(Available data begins)
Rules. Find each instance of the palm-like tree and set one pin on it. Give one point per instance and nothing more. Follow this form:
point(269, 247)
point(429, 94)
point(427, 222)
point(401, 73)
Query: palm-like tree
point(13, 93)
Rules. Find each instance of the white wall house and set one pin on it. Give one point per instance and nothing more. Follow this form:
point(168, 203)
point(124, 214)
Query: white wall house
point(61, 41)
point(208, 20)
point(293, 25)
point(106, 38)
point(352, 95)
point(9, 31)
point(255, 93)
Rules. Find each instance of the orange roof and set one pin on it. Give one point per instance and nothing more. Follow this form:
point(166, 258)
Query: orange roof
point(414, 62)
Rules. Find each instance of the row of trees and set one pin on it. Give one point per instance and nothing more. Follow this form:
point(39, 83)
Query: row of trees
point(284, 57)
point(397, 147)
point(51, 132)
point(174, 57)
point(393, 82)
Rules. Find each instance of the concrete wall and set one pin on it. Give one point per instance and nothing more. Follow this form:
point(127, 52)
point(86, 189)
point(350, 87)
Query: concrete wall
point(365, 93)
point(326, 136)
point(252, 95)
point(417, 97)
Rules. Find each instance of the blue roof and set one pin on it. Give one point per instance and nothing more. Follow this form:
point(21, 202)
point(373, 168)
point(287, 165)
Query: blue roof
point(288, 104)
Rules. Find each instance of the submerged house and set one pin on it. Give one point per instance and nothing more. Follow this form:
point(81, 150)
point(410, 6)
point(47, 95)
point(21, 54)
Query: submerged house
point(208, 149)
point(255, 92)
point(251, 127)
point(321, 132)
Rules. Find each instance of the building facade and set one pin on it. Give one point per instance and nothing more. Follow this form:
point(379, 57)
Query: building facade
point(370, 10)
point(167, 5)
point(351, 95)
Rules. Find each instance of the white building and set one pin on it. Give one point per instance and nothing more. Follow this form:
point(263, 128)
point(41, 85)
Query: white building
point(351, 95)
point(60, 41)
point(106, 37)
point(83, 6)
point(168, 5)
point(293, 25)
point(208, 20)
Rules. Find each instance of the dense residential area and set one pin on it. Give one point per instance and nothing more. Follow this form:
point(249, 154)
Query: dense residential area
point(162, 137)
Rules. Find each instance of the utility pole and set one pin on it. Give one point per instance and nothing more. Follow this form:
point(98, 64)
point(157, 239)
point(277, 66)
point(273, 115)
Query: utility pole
(Available data ends)
(Available data begins)
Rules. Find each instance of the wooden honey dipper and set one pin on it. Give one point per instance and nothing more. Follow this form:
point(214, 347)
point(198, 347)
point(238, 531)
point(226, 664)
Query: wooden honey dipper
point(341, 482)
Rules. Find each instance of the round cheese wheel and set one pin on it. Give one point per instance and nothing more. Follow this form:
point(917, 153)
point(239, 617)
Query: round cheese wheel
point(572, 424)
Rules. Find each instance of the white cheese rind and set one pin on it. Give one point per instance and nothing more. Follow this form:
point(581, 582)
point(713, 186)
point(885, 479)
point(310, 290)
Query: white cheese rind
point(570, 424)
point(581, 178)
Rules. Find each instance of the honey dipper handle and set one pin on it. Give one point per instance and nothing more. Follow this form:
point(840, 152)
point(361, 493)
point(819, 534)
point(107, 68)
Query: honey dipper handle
(Available data ends)
Work instruction
Return all lines from the entries that contain the string "pole".

Task response
Rules. Find each instance of the utility pole and set one pin on it. Give one point per instance and nothing more. Follow this form:
Query: utility pole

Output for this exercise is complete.